SET TASK:
Copy the rows below word for word, leaving out the pictures.

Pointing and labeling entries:
----------------------------------------

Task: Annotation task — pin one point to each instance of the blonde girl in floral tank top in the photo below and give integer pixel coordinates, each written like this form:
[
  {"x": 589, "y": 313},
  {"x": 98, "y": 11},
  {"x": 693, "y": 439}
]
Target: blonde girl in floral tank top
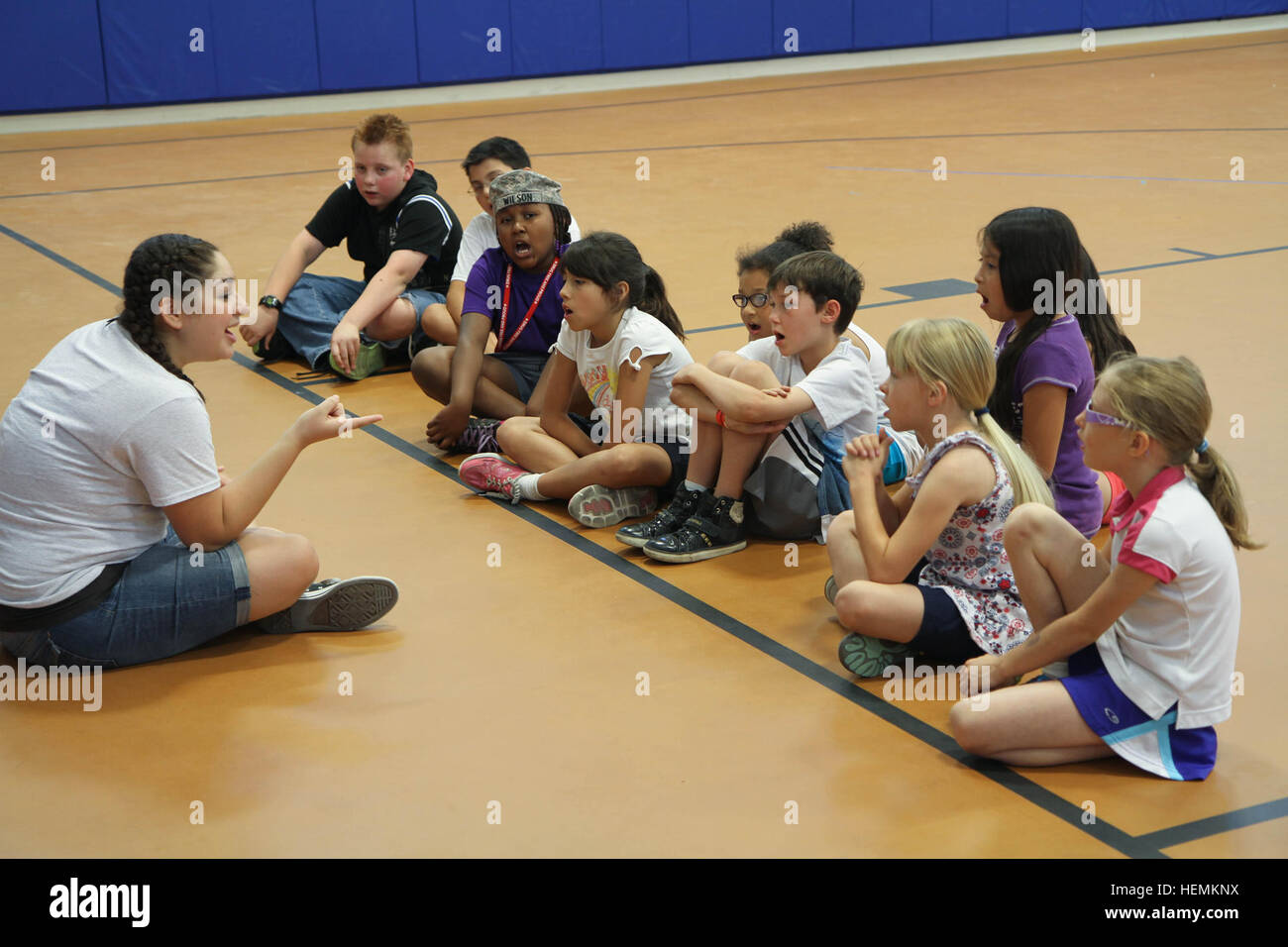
[
  {"x": 969, "y": 561},
  {"x": 923, "y": 570}
]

----------------------------------------

SOLUTION TO THE PROBLEM:
Task: Annotation task — pin one point to each instance of the blonde girl in floral tank top in the photo below and give integer pixel coordinates, each written like this form:
[
  {"x": 589, "y": 313},
  {"x": 98, "y": 11},
  {"x": 693, "y": 439}
]
Target: blonde girl in floral tank top
[
  {"x": 969, "y": 561},
  {"x": 923, "y": 570}
]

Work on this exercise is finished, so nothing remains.